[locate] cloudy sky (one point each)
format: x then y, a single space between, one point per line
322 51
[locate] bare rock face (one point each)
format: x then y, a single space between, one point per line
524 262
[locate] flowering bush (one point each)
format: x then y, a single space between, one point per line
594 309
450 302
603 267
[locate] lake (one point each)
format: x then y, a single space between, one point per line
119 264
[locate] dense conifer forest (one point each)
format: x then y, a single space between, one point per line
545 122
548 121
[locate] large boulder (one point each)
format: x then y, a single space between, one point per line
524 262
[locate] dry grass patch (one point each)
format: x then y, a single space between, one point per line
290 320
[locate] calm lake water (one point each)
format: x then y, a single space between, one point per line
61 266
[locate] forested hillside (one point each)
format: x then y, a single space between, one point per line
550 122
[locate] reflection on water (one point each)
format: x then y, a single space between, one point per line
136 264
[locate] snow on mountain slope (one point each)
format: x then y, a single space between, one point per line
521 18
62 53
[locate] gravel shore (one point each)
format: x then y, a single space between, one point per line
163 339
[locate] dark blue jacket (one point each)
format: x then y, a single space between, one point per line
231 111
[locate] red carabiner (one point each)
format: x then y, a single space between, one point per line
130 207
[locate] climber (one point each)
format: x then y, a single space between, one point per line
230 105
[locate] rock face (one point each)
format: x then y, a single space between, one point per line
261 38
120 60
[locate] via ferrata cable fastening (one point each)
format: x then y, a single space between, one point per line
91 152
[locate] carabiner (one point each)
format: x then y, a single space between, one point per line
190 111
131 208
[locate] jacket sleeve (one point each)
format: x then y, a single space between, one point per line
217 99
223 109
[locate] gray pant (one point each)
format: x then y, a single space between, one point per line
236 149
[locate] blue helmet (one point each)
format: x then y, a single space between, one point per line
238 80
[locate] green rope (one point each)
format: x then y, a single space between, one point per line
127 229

---

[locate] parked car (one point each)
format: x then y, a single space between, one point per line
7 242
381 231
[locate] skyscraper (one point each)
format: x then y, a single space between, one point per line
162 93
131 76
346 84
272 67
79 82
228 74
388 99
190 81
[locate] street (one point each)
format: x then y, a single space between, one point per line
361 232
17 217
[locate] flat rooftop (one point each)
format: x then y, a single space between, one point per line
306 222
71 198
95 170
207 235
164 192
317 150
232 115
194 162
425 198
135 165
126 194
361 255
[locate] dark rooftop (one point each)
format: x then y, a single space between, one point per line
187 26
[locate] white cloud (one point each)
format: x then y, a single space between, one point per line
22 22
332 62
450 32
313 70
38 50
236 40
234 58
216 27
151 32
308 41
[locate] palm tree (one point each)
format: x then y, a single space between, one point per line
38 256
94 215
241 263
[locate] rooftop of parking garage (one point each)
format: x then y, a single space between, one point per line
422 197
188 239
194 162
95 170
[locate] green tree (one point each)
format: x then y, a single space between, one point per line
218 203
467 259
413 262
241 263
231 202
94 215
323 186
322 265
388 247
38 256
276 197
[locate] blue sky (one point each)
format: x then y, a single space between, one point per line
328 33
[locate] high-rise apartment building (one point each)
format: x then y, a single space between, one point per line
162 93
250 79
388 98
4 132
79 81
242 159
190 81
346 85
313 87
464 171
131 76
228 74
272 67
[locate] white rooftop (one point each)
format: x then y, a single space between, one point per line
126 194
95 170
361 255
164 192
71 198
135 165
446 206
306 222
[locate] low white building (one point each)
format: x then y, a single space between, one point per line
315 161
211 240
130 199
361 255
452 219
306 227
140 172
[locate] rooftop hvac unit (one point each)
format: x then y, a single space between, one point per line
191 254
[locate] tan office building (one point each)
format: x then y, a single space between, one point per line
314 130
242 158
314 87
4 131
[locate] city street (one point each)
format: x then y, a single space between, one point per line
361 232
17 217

AIM:
Collect each line of the material above that contains the word "green", copied in full. Case counts when matching.

RESULT FOR THIS EXERCISE:
[locate] green rope (one point each)
[locate] green tree (one point each)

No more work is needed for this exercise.